What the task requires -
Recast the entries below as a Markdown table with a Row column numbering each line and a Line column holding it, leaving out blank lines.

Data excerpts -
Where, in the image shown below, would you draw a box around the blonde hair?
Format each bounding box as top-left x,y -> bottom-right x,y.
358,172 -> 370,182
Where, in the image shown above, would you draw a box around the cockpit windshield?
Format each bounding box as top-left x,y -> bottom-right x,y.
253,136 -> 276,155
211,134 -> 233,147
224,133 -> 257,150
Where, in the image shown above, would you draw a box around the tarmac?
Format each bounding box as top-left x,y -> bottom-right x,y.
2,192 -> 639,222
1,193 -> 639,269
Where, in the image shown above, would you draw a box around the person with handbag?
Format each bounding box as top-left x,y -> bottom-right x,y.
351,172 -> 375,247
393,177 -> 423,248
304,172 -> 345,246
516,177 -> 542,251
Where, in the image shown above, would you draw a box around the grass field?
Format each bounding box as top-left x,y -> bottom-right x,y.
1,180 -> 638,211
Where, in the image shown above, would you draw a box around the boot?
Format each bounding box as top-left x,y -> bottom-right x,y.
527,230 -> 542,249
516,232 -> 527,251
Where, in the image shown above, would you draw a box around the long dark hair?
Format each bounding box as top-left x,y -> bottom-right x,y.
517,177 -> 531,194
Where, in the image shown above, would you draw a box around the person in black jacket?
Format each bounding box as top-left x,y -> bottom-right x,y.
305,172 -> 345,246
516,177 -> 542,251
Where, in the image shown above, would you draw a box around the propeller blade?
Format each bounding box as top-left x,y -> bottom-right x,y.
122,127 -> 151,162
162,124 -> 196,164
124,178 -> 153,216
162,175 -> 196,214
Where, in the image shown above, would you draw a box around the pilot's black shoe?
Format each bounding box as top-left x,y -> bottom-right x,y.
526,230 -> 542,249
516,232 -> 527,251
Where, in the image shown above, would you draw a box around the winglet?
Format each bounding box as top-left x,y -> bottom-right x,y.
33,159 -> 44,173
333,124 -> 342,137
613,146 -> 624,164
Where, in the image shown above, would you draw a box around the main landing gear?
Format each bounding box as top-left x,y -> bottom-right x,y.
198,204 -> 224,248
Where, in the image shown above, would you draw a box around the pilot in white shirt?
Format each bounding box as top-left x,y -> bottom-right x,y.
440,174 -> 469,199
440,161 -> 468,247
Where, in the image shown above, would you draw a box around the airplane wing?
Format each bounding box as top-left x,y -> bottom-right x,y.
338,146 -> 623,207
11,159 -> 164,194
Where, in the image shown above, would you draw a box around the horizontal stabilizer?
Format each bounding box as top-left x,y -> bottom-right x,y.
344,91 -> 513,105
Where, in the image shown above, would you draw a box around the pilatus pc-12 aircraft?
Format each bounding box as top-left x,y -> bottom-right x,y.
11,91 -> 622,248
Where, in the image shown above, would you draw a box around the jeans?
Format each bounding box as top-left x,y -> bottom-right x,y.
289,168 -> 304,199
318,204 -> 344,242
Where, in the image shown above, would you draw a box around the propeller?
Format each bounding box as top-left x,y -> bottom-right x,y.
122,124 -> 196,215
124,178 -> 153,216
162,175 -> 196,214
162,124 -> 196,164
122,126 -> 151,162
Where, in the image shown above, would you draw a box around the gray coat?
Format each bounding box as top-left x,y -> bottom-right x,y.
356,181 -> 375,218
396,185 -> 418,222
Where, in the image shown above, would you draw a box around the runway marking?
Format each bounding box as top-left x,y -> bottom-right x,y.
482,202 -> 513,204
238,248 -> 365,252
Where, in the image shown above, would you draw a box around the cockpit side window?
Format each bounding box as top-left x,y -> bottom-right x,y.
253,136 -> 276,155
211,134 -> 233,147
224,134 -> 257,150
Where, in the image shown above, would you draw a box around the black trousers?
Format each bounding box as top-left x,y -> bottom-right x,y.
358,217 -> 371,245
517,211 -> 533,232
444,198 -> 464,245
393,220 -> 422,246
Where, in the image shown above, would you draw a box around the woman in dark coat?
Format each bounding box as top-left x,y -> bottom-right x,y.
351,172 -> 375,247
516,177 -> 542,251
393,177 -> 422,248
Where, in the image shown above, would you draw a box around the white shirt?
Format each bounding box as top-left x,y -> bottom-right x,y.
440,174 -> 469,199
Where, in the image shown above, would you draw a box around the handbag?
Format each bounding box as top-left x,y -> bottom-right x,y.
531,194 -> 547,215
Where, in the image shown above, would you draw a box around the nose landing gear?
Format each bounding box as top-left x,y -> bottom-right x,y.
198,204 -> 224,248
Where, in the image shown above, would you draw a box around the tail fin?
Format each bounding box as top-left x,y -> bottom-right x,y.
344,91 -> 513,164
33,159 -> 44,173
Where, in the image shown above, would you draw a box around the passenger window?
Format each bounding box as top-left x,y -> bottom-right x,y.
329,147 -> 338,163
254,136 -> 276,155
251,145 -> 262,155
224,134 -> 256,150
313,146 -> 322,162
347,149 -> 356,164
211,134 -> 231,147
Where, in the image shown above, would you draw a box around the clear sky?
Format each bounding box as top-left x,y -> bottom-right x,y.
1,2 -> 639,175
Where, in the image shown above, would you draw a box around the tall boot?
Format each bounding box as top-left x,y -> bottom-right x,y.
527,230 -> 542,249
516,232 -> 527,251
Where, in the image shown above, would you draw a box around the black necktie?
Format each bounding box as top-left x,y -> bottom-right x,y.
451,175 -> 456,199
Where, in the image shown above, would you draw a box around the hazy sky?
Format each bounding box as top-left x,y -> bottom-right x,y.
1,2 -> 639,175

Expected answer -
| Row | Line |
|---|---|
| 1 | Where, in the image shown below, would you draw a box around the blonde hair? |
| 2 | Format each bounding box as top-left x,y -> bottom-right x,y. |
| 3 | 358,172 -> 370,182 |
| 4 | Where, in the image shown above, would you draw a box around the cockpit windshield? |
| 5 | Format each bounding box as top-left x,y -> bottom-right x,y. |
| 6 | 253,136 -> 276,155 |
| 7 | 211,134 -> 233,147 |
| 8 | 224,133 -> 257,150 |
| 9 | Where, in the image shown above, would you draw a box around the tarmac? |
| 10 | Format each bounding box as top-left x,y -> bottom-right x,y. |
| 11 | 2,192 -> 639,222 |
| 12 | 1,193 -> 639,269 |
| 13 | Where, in the image shown above, would you draw a box around the person with handbag? |
| 14 | Format each bounding box as top-left x,y -> bottom-right x,y. |
| 15 | 351,172 -> 375,247 |
| 16 | 393,177 -> 423,248 |
| 17 | 304,172 -> 345,246 |
| 18 | 516,177 -> 542,251 |
| 19 | Where, in the image shown above, would you draw a box around the grass field? |
| 20 | Format each bounding box as top-left x,y -> bottom-right x,y. |
| 21 | 1,180 -> 638,211 |
| 22 | Where, in the image shown above, would you draw a box around the boot? |
| 23 | Format each bounding box as top-left x,y -> bottom-right x,y. |
| 24 | 527,230 -> 542,249 |
| 25 | 516,232 -> 527,251 |
| 26 | Where, in the image shown above, would you draw a box around the long dark hair? |
| 27 | Format each bounding box as top-left x,y -> bottom-right x,y. |
| 28 | 517,177 -> 531,194 |
| 29 | Where, in the image shown above, would you draw a box around the person in black jacket? |
| 30 | Format each bounding box as top-left x,y -> bottom-right x,y. |
| 31 | 305,172 -> 345,246 |
| 32 | 516,177 -> 542,251 |
| 33 | Where, in the image shown above, would you draw a box around the propeller blade? |
| 34 | Format each bounding box as top-left x,y -> bottom-right x,y. |
| 35 | 122,127 -> 151,162 |
| 36 | 162,124 -> 196,164 |
| 37 | 124,178 -> 153,216 |
| 38 | 162,175 -> 196,214 |
| 39 | Where, in the image shown above, would you draw a box around the pilot's black shoe? |
| 40 | Format each bounding box as top-left x,y -> bottom-right x,y. |
| 41 | 526,230 -> 542,249 |
| 42 | 516,232 -> 527,251 |
| 43 | Where, in the image shown above, would you draw a box around the winglet? |
| 44 | Format each bounding box as top-left x,y -> bottom-right x,y. |
| 45 | 33,159 -> 44,173 |
| 46 | 333,124 -> 342,137 |
| 47 | 613,146 -> 624,164 |
| 48 | Where, in the image shown above, would you draw a box around the main landing gear? |
| 49 | Format each bounding box as top-left x,y -> bottom-right x,y. |
| 50 | 198,204 -> 224,248 |
| 51 | Where, in the image shown above, would you draw a box around the pilot in white shirt? |
| 52 | Format each bounding box as top-left x,y -> bottom-right x,y. |
| 53 | 440,174 -> 469,199 |
| 54 | 440,161 -> 468,247 |
| 55 | Where, in the image shown above, would you draw a box around the airplane wing? |
| 56 | Format each bounding box as top-left x,y -> bottom-right x,y. |
| 57 | 338,146 -> 623,207 |
| 58 | 11,159 -> 164,194 |
| 59 | Where, in the image shown above, would you draw a box around the horizontal stabilizer? |
| 60 | Format each bounding box as top-left x,y -> bottom-right x,y. |
| 61 | 344,91 -> 513,105 |
| 62 | Where, in the image shown above, would you draw a box around the pilatus pc-12 aircraft? |
| 63 | Format each bounding box as top-left x,y -> bottom-right x,y. |
| 64 | 11,91 -> 622,248 |
| 65 | Where, in the image shown above, would you draw a box around the jeans? |
| 66 | Format each bounding box as top-left x,y -> bottom-right x,y. |
| 67 | 289,168 -> 304,199 |
| 68 | 318,204 -> 344,242 |
| 69 | Where, in the image shown above, would you draw a box around the propeller? |
| 70 | Format each bounding box as top-left x,y -> bottom-right x,y. |
| 71 | 122,124 -> 196,215 |
| 72 | 124,178 -> 153,216 |
| 73 | 162,175 -> 196,214 |
| 74 | 162,124 -> 196,164 |
| 75 | 122,126 -> 151,162 |
| 76 | Where, in the image shown above, would you draw a box around the gray coat? |
| 77 | Format each bounding box as top-left x,y -> bottom-right x,y. |
| 78 | 356,181 -> 375,218 |
| 79 | 396,185 -> 418,222 |
| 80 | Where, in the image shown above, would you draw a box around the runway marking? |
| 81 | Format each bounding box as top-left x,y -> bottom-right x,y. |
| 82 | 482,202 -> 513,204 |
| 83 | 238,248 -> 365,252 |
| 84 | Where, in the image shown above, would you draw a box around the cockpit side window? |
| 85 | Format each bounding box as top-left x,y -> bottom-right x,y. |
| 86 | 253,136 -> 276,155 |
| 87 | 211,134 -> 233,147 |
| 88 | 224,134 -> 257,150 |
| 89 | Where, in the image shown above, would you draw a box around the black trousers? |
| 90 | Format each bounding box as top-left x,y -> bottom-right x,y. |
| 91 | 358,217 -> 371,245 |
| 92 | 517,211 -> 533,232 |
| 93 | 444,198 -> 464,245 |
| 94 | 393,220 -> 422,246 |
| 95 | Where, in the image shown above, would you draw a box around the woman in dark coat? |
| 96 | Format each bounding box as top-left x,y -> bottom-right x,y. |
| 97 | 351,172 -> 375,247 |
| 98 | 516,177 -> 542,251 |
| 99 | 393,177 -> 422,248 |
| 100 | Where, in the image shown above, would you draw a box around the white shirt? |
| 101 | Format each bounding box as top-left x,y -> bottom-right x,y. |
| 102 | 440,174 -> 469,199 |
| 103 | Where, in the image shown above, would you draw a box around the handbag? |
| 104 | Format each bounding box as top-left x,y -> bottom-right x,y. |
| 105 | 531,194 -> 547,215 |
| 106 | Where, in the image shown above, would you draw a box around the nose landing gear? |
| 107 | Format each bounding box as top-left x,y -> bottom-right x,y. |
| 108 | 198,204 -> 224,248 |
| 109 | Where, in the image shown above, would you draw a box around the tail fin? |
| 110 | Format each bounding box as top-left x,y -> bottom-right x,y. |
| 111 | 344,91 -> 513,164 |
| 112 | 33,159 -> 44,173 |
| 113 | Where, in the image shown above, would you draw a box around the passenger window? |
| 114 | Format each bounding box as top-left x,y -> bottom-right x,y. |
| 115 | 329,147 -> 338,163 |
| 116 | 254,136 -> 276,155 |
| 117 | 251,145 -> 262,155 |
| 118 | 224,134 -> 256,150 |
| 119 | 313,146 -> 322,162 |
| 120 | 347,149 -> 356,164 |
| 121 | 211,134 -> 231,147 |
| 122 | Where, in the image shown above, would you draw a box around the clear sky? |
| 123 | Format each bounding box as top-left x,y -> bottom-right x,y. |
| 124 | 1,2 -> 639,175 |
| 125 | Where, in the image shown above, would you draw a box around the tall boot? |
| 126 | Format each bounding box as top-left x,y -> bottom-right x,y. |
| 127 | 527,230 -> 542,249 |
| 128 | 516,232 -> 527,251 |
| 129 | Where, in the image shown above, would you draw a box around the black necktie? |
| 130 | Format each bounding box as top-left x,y -> bottom-right x,y. |
| 131 | 451,175 -> 456,199 |
| 132 | Where, in the image shown above, would you draw a box around the hazy sky? |
| 133 | Format each bounding box as top-left x,y -> bottom-right x,y. |
| 134 | 1,2 -> 639,175 |